| Exercise brief |
Rewrite the concert review below from "But no one comes" to "the band onstage.", swapping "Brooklyn" for "Queens".

** BEGIN Provided passage **

Near the end of the concert, Mr. Le Bon turned serious again as he introduced “Save a Prayer,” a ballad about a one-night stand. Eagles of Death Metal had performed it with Duran Duran in October, and played it at the Bataclan in Paris before the Nov. 13 terrorist massacre there. Mr. Le Bon said that the song should “stand as a beacon to show that music is a way of bringing people together, that people are good and that we will not live in fear.”

But no one comes to a Duran Duran show for profundities. Peppy, silly hits like “Rio” and “Hungry Like the Wolf” had the Brooklyn audience dancing and singing along, ignoring some scratchy edges in Mr. Le Bon’s voice. Decades later, the band is still aiming songs toward the dance floor, using a pumping EDM beat for “Last Night in the City” and testing a disco revival with “Danceophobia”; the guest performers on those tracks, Kiesza (singing) and Lindsay Lohan (speaking) respectively, joined the band onstage.

** END Provided passage **
** BEGIN Information supplied **

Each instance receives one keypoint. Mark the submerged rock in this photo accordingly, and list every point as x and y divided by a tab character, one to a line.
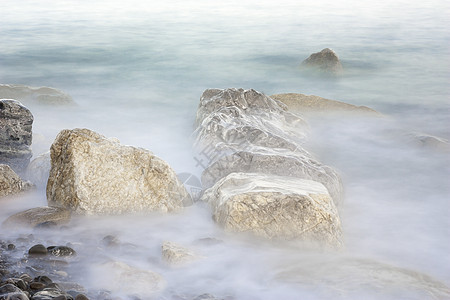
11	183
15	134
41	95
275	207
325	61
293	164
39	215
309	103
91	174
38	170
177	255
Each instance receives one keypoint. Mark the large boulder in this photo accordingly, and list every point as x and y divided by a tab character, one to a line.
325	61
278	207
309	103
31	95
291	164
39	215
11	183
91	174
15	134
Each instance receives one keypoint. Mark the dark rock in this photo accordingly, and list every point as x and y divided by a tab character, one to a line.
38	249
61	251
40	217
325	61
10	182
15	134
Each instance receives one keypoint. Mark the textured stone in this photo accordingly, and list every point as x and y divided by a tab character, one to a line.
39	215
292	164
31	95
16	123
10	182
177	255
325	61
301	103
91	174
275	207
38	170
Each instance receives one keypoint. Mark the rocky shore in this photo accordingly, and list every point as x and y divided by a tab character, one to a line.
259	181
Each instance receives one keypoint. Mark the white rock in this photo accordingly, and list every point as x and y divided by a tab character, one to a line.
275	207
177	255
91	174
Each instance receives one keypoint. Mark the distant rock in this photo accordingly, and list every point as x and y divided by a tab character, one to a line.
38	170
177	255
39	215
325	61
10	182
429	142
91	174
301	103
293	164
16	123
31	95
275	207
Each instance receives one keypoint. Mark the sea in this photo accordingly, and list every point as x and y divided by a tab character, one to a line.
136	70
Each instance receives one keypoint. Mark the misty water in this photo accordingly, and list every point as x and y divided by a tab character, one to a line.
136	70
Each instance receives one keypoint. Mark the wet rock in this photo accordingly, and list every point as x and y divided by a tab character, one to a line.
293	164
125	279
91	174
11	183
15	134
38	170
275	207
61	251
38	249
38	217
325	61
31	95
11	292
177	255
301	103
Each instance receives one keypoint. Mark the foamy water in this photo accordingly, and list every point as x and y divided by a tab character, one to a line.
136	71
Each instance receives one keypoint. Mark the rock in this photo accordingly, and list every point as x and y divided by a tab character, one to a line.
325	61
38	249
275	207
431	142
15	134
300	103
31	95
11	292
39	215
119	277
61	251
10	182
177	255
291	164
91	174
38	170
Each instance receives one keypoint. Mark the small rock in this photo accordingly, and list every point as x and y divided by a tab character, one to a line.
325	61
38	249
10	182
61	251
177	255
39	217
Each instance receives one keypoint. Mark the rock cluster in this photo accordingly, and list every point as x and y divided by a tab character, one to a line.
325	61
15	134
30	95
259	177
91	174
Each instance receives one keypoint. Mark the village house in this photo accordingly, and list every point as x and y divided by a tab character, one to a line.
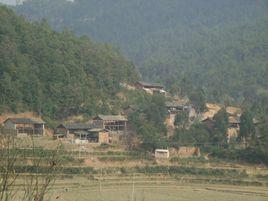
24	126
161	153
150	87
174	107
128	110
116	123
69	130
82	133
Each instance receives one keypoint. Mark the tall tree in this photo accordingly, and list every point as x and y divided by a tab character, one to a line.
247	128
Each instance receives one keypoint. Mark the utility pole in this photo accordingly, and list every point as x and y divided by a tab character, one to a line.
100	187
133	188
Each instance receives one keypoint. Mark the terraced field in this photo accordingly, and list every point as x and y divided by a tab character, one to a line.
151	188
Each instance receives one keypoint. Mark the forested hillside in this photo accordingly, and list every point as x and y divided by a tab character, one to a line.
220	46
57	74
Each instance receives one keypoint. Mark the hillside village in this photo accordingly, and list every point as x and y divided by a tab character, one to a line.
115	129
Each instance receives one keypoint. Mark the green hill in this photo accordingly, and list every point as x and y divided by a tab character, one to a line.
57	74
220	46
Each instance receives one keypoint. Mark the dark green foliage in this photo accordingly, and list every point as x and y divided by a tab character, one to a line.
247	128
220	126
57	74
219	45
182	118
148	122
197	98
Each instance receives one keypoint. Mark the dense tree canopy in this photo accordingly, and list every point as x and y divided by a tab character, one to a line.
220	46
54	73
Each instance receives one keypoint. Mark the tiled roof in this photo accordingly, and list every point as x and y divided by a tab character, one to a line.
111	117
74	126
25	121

** END Information supplied **
** BEGIN Information supplied **

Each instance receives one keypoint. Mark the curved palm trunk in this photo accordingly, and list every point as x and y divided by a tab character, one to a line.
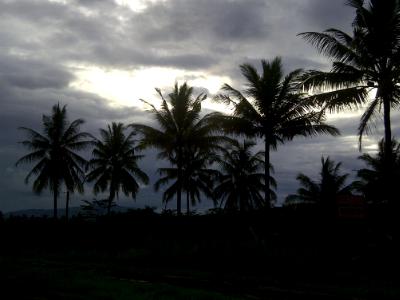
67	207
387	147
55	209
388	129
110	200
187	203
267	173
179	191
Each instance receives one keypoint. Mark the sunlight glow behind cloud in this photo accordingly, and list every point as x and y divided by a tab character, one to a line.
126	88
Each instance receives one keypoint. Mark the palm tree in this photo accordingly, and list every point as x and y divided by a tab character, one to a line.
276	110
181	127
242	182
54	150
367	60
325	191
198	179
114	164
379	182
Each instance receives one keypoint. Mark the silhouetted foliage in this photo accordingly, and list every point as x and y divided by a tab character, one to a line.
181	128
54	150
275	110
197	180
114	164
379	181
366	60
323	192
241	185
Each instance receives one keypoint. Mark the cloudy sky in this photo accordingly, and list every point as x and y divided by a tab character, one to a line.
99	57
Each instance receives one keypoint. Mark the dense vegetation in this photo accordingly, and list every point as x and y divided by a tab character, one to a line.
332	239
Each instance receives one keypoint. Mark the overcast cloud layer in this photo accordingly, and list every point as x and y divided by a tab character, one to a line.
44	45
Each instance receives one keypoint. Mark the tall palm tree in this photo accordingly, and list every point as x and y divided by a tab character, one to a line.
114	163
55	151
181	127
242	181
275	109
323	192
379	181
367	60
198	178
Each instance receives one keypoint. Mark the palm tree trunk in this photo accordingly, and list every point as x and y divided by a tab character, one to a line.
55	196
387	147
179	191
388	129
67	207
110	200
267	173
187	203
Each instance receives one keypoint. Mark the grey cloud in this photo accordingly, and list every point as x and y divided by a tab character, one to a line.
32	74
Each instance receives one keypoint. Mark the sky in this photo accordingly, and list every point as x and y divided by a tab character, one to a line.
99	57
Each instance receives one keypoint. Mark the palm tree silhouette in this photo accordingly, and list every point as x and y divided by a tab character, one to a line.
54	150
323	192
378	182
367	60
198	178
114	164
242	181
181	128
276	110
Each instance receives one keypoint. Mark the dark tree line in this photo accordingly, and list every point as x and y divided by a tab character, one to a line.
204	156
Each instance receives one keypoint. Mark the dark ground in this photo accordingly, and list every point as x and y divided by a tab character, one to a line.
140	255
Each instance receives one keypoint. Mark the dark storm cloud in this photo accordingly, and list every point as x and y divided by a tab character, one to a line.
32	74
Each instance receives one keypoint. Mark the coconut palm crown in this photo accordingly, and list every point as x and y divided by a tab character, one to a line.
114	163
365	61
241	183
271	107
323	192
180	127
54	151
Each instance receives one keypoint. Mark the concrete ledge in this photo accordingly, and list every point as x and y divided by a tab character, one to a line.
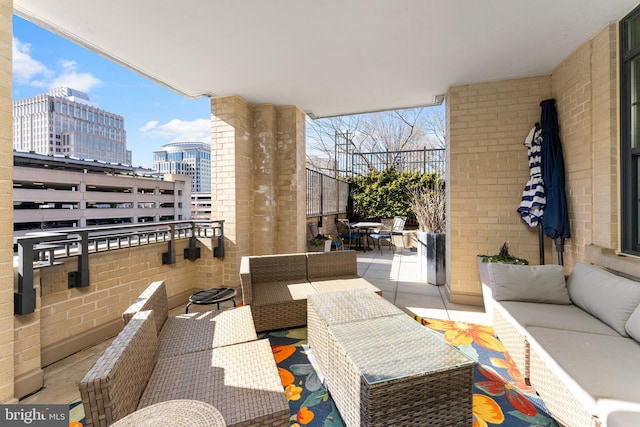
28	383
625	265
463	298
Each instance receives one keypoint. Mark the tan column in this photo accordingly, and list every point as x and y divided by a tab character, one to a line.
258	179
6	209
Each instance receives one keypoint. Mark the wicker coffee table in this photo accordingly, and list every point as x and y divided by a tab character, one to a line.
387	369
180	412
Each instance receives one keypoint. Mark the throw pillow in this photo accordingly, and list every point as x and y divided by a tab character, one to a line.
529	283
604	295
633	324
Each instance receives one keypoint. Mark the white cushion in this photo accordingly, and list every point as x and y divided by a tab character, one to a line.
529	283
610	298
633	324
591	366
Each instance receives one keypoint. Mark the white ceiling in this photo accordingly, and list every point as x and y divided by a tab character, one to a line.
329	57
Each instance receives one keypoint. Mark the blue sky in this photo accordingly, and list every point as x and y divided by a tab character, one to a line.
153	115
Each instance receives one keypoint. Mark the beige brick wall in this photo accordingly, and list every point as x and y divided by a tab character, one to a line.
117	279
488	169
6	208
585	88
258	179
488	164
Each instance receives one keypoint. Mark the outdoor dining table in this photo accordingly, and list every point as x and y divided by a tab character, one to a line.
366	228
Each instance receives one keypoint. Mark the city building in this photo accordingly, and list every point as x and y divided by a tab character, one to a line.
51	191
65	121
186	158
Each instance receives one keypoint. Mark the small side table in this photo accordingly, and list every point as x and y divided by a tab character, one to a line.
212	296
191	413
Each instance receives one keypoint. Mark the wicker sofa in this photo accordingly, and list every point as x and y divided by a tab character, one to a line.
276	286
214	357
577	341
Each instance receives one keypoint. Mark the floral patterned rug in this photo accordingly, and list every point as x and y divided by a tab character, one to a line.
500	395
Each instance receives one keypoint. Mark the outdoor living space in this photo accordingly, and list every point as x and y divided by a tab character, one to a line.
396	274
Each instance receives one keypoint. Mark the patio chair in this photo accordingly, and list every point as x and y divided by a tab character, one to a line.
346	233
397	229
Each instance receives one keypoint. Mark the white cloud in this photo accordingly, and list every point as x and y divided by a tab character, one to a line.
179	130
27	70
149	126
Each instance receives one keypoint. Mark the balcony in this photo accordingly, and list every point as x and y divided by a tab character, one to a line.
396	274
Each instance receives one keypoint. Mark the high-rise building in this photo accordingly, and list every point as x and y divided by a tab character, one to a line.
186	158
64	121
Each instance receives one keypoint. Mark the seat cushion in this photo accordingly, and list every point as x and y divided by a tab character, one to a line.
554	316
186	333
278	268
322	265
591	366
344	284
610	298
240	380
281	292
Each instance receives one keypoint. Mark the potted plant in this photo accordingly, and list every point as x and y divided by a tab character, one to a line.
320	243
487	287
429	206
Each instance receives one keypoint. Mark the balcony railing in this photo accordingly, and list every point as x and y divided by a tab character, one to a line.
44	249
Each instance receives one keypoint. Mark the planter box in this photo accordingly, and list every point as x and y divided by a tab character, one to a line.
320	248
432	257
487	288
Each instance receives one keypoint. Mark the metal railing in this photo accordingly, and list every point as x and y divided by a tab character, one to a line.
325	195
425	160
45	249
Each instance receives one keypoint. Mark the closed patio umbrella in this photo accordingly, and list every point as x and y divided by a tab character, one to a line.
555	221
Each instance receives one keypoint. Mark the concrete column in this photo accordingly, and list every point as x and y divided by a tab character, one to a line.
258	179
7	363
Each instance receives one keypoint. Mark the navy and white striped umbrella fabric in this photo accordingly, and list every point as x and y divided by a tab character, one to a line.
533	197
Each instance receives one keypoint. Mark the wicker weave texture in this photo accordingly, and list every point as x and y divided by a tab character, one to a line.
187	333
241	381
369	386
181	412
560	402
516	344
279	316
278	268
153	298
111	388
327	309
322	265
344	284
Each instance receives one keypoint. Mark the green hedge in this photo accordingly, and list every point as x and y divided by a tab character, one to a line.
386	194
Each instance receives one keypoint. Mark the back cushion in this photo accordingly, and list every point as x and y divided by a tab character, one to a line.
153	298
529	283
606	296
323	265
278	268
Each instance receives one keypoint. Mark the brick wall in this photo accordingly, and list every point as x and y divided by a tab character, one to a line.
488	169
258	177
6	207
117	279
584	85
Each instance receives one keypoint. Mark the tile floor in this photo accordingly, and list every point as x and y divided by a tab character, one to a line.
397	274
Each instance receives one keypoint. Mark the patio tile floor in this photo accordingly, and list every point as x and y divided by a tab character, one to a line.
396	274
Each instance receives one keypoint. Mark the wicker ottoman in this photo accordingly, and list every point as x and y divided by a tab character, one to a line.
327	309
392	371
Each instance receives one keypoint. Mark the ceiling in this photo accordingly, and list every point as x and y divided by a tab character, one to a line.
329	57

** END Information supplied **

| Expected answer |
But no one comes to a Duran Duran show for profundities. Peppy, silly hits like “Rio” and “Hungry Like the Wolf” had the Queens audience dancing and singing along, ignoring some scratchy edges in Mr. Le Bon’s voice. Decades later, the band is still aiming songs toward the dance floor, using a pumping EDM beat for “Last Night in the City” and testing a disco revival with “Danceophobia”; the guest performers on those tracks, Kiesza (singing) and Lindsay Lohan (speaking) respectively, joined the band onstage.